Dataset start

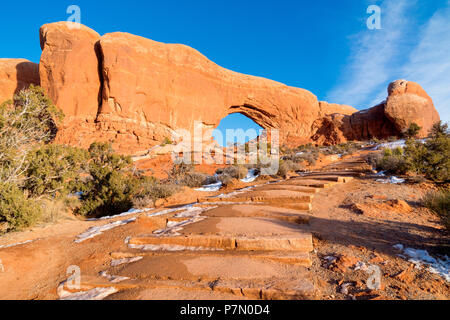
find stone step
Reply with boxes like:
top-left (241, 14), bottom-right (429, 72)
top-left (280, 177), bottom-right (336, 189)
top-left (103, 277), bottom-right (314, 300)
top-left (129, 233), bottom-right (313, 252)
top-left (202, 204), bottom-right (310, 219)
top-left (198, 194), bottom-right (313, 203)
top-left (298, 175), bottom-right (353, 183)
top-left (110, 251), bottom-right (312, 267)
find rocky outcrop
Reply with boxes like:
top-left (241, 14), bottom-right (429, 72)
top-left (39, 22), bottom-right (101, 124)
top-left (0, 59), bottom-right (39, 104)
top-left (34, 22), bottom-right (439, 153)
top-left (319, 101), bottom-right (358, 116)
top-left (311, 80), bottom-right (440, 144)
top-left (94, 33), bottom-right (319, 151)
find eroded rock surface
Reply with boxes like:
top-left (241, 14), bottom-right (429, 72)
top-left (0, 59), bottom-right (39, 104)
top-left (312, 80), bottom-right (440, 144)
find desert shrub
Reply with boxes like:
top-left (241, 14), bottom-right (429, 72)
top-left (281, 149), bottom-right (319, 165)
top-left (367, 152), bottom-right (383, 169)
top-left (402, 122), bottom-right (422, 139)
top-left (133, 177), bottom-right (179, 209)
top-left (422, 189), bottom-right (450, 230)
top-left (77, 142), bottom-right (140, 216)
top-left (375, 149), bottom-right (409, 174)
top-left (218, 174), bottom-right (235, 187)
top-left (0, 183), bottom-right (42, 231)
top-left (371, 122), bottom-right (450, 183)
top-left (24, 144), bottom-right (89, 197)
top-left (168, 163), bottom-right (211, 188)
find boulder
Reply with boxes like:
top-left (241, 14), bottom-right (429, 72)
top-left (311, 80), bottom-right (439, 145)
top-left (94, 32), bottom-right (320, 150)
top-left (0, 59), bottom-right (39, 104)
top-left (39, 22), bottom-right (101, 125)
top-left (384, 80), bottom-right (440, 137)
top-left (33, 22), bottom-right (439, 154)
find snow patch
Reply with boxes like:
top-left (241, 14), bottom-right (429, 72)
top-left (128, 244), bottom-right (224, 252)
top-left (111, 256), bottom-right (144, 267)
top-left (99, 271), bottom-right (130, 283)
top-left (58, 283), bottom-right (119, 300)
top-left (394, 244), bottom-right (450, 282)
top-left (87, 208), bottom-right (154, 221)
top-left (195, 181), bottom-right (222, 192)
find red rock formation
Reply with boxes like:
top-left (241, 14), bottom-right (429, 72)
top-left (39, 22), bottom-right (101, 124)
top-left (319, 101), bottom-right (358, 116)
top-left (0, 59), bottom-right (39, 104)
top-left (384, 80), bottom-right (440, 136)
top-left (34, 22), bottom-right (439, 153)
top-left (311, 80), bottom-right (439, 144)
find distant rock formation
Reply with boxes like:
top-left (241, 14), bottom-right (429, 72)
top-left (311, 80), bottom-right (440, 144)
top-left (0, 59), bottom-right (39, 104)
top-left (0, 22), bottom-right (439, 153)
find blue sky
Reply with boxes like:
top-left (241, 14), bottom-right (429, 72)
top-left (0, 0), bottom-right (450, 142)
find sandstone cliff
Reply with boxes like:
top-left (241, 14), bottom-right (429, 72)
top-left (311, 80), bottom-right (440, 144)
top-left (0, 59), bottom-right (39, 104)
top-left (0, 22), bottom-right (439, 153)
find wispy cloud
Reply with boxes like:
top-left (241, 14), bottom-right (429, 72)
top-left (327, 0), bottom-right (414, 108)
top-left (403, 1), bottom-right (450, 122)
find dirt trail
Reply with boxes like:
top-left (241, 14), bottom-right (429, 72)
top-left (0, 154), bottom-right (449, 299)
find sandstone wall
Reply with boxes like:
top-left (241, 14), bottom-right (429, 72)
top-left (0, 59), bottom-right (39, 104)
top-left (32, 22), bottom-right (439, 153)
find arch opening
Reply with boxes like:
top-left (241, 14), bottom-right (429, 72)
top-left (212, 112), bottom-right (264, 147)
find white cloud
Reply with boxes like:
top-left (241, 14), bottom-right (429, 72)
top-left (403, 1), bottom-right (450, 122)
top-left (327, 0), bottom-right (450, 122)
top-left (327, 0), bottom-right (414, 109)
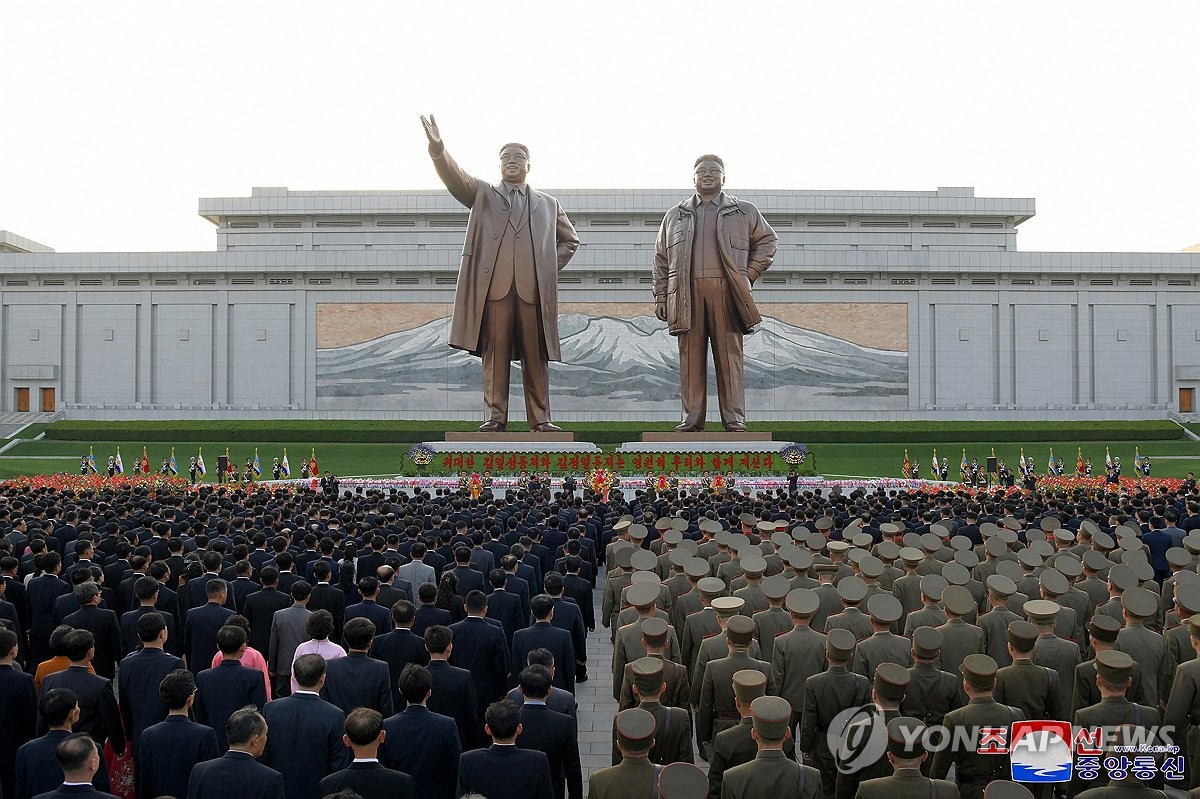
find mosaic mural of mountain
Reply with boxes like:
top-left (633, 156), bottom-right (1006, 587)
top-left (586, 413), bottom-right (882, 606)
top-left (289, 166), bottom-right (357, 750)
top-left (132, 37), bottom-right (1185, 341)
top-left (317, 313), bottom-right (908, 419)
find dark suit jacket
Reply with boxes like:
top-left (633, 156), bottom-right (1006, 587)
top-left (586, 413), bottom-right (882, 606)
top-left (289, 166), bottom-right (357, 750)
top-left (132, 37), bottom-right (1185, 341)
top-left (320, 763), bottom-right (416, 799)
top-left (30, 785), bottom-right (116, 799)
top-left (517, 701), bottom-right (583, 799)
top-left (512, 621), bottom-right (575, 693)
top-left (0, 666), bottom-right (37, 797)
top-left (563, 575), bottom-right (596, 630)
top-left (116, 648), bottom-right (184, 759)
top-left (425, 660), bottom-right (484, 751)
top-left (137, 716), bottom-right (221, 799)
top-left (458, 745), bottom-right (554, 799)
top-left (379, 704), bottom-right (462, 799)
top-left (184, 602), bottom-right (233, 674)
top-left (187, 748), bottom-right (283, 799)
top-left (192, 660), bottom-right (270, 752)
top-left (242, 588), bottom-right (292, 654)
top-left (323, 651), bottom-right (391, 719)
top-left (308, 583), bottom-right (346, 641)
top-left (371, 627), bottom-right (430, 705)
top-left (450, 617), bottom-right (509, 717)
top-left (263, 693), bottom-right (350, 799)
top-left (413, 605), bottom-right (452, 638)
top-left (37, 666), bottom-right (125, 752)
top-left (13, 729), bottom-right (71, 799)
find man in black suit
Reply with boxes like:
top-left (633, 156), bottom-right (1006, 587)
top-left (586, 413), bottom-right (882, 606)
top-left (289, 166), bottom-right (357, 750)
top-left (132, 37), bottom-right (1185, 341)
top-left (324, 617), bottom-right (391, 716)
top-left (346, 577), bottom-right (391, 636)
top-left (121, 577), bottom-right (180, 657)
top-left (371, 600), bottom-right (430, 710)
top-left (379, 663), bottom-right (462, 799)
top-left (116, 611), bottom-right (184, 767)
top-left (320, 708), bottom-right (416, 799)
top-left (563, 555), bottom-right (596, 632)
top-left (451, 547), bottom-right (487, 599)
top-left (544, 571), bottom-right (588, 681)
top-left (184, 578), bottom-right (232, 671)
top-left (62, 581), bottom-right (121, 680)
top-left (15, 689), bottom-right (79, 799)
top-left (413, 583), bottom-right (454, 637)
top-left (38, 630), bottom-right (125, 788)
top-left (458, 699), bottom-right (554, 799)
top-left (512, 594), bottom-right (575, 693)
top-left (194, 625), bottom-right (266, 751)
top-left (517, 666), bottom-right (583, 799)
top-left (263, 655), bottom-right (350, 799)
top-left (425, 625), bottom-right (480, 751)
top-left (487, 569), bottom-right (529, 643)
top-left (136, 668), bottom-right (221, 799)
top-left (0, 629), bottom-right (37, 797)
top-left (308, 560), bottom-right (346, 642)
top-left (186, 705), bottom-right (283, 799)
top-left (36, 733), bottom-right (116, 799)
top-left (450, 591), bottom-right (509, 722)
top-left (242, 566), bottom-right (292, 655)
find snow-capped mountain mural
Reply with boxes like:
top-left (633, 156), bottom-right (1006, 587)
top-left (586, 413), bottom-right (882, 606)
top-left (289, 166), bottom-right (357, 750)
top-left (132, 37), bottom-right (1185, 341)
top-left (317, 313), bottom-right (908, 410)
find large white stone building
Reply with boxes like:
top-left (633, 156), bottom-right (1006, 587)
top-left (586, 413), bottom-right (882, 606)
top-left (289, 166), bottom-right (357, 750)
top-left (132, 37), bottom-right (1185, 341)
top-left (0, 188), bottom-right (1200, 422)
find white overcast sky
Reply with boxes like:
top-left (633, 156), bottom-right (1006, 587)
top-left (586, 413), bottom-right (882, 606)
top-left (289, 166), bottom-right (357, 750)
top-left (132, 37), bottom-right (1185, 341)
top-left (0, 0), bottom-right (1200, 252)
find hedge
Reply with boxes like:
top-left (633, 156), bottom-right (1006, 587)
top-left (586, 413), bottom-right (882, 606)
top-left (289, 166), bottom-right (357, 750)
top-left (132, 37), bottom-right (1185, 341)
top-left (46, 419), bottom-right (1183, 446)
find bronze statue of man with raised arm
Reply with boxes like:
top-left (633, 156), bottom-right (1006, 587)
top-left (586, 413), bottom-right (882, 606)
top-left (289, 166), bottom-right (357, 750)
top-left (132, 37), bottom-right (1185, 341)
top-left (421, 115), bottom-right (580, 433)
top-left (654, 155), bottom-right (779, 433)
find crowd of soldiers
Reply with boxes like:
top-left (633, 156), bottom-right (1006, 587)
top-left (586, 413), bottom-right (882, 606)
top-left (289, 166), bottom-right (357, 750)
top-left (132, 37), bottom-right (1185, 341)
top-left (0, 479), bottom-right (1200, 799)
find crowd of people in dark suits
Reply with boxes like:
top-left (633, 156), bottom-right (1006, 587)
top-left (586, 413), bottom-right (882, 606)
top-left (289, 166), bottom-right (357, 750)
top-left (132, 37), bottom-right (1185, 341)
top-left (0, 470), bottom-right (1200, 799)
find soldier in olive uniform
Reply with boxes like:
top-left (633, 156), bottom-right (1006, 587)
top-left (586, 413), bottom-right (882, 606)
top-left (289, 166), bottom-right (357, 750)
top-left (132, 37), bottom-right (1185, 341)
top-left (799, 629), bottom-right (871, 798)
top-left (1070, 615), bottom-right (1142, 719)
top-left (770, 588), bottom-right (826, 734)
top-left (750, 575), bottom-right (793, 662)
top-left (1025, 600), bottom-right (1080, 721)
top-left (854, 710), bottom-right (959, 799)
top-left (995, 621), bottom-right (1066, 719)
top-left (834, 662), bottom-right (910, 799)
top-left (936, 585), bottom-right (983, 676)
top-left (696, 611), bottom-right (776, 761)
top-left (612, 657), bottom-right (695, 765)
top-left (708, 668), bottom-right (796, 797)
top-left (1114, 583), bottom-right (1168, 708)
top-left (588, 708), bottom-right (659, 799)
top-left (1070, 650), bottom-right (1159, 795)
top-left (851, 594), bottom-right (912, 678)
top-left (720, 696), bottom-right (821, 799)
top-left (930, 657), bottom-right (1034, 799)
top-left (979, 573), bottom-right (1021, 666)
top-left (617, 618), bottom-right (691, 713)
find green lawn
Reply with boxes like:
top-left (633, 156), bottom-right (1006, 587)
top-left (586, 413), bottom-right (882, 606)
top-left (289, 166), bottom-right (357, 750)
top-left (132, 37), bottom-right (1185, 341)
top-left (0, 439), bottom-right (1200, 480)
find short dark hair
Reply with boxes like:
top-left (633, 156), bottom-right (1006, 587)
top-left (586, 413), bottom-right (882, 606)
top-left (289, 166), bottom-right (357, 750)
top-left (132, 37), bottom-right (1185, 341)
top-left (484, 699), bottom-right (521, 738)
top-left (54, 733), bottom-right (100, 774)
top-left (292, 654), bottom-right (329, 687)
top-left (425, 624), bottom-right (454, 655)
top-left (397, 663), bottom-right (433, 704)
top-left (226, 708), bottom-right (266, 746)
top-left (304, 608), bottom-right (334, 641)
top-left (342, 617), bottom-right (376, 649)
top-left (518, 666), bottom-right (552, 699)
top-left (37, 689), bottom-right (79, 727)
top-left (158, 668), bottom-right (196, 710)
top-left (138, 612), bottom-right (167, 643)
top-left (346, 708), bottom-right (383, 746)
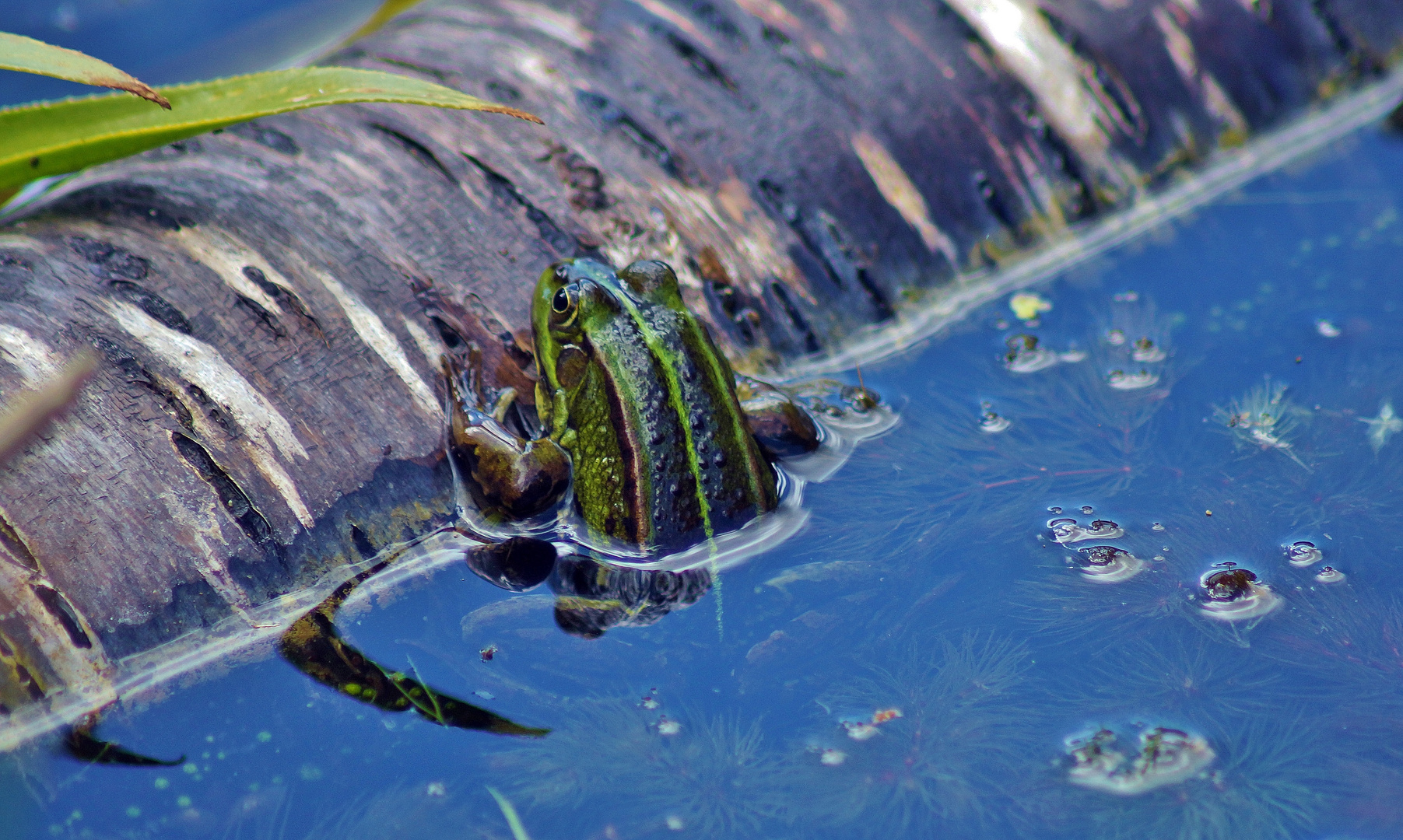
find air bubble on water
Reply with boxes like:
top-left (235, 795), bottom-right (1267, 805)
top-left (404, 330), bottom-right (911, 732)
top-left (1064, 726), bottom-right (1216, 796)
top-left (1316, 318), bottom-right (1340, 338)
top-left (979, 402), bottom-right (1013, 435)
top-left (1106, 370), bottom-right (1159, 391)
top-left (1079, 545), bottom-right (1145, 583)
top-left (1282, 540), bottom-right (1324, 569)
top-left (1131, 337), bottom-right (1169, 365)
top-left (1198, 562), bottom-right (1282, 621)
top-left (1316, 566), bottom-right (1344, 583)
top-left (1003, 332), bottom-right (1058, 373)
top-left (1086, 519), bottom-right (1125, 540)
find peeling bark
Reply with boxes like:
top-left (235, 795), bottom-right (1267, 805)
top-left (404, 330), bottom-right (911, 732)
top-left (0, 0), bottom-right (1403, 751)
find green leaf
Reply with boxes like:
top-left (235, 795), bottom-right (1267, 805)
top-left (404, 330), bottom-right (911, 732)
top-left (0, 32), bottom-right (171, 110)
top-left (0, 68), bottom-right (540, 195)
top-left (487, 786), bottom-right (531, 840)
top-left (341, 0), bottom-right (423, 46)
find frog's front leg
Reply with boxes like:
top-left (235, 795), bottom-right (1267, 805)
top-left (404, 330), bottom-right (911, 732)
top-left (444, 355), bottom-right (570, 519)
top-left (735, 373), bottom-right (823, 459)
top-left (735, 373), bottom-right (879, 459)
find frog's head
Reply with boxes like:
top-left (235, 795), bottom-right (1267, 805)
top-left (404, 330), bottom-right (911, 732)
top-left (531, 260), bottom-right (774, 548)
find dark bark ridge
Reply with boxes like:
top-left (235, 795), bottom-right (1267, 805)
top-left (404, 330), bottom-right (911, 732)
top-left (0, 0), bottom-right (1403, 734)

Dataset end

**Your task**
Copy the lines of the listing verbatim, starting at the line containing "find desert shrub" and ending with the line containing "top-left (375, 149), bottom-right (409, 174)", with both of those lines included.

**Output**
find desert shrub
Reply with boxes like:
top-left (241, 14), bottom-right (429, 72)
top-left (281, 149), bottom-right (319, 165)
top-left (367, 152), bottom-right (383, 169)
top-left (402, 122), bottom-right (422, 139)
top-left (133, 177), bottom-right (179, 209)
top-left (422, 189), bottom-right (450, 230)
top-left (77, 142), bottom-right (140, 216)
top-left (375, 149), bottom-right (409, 174)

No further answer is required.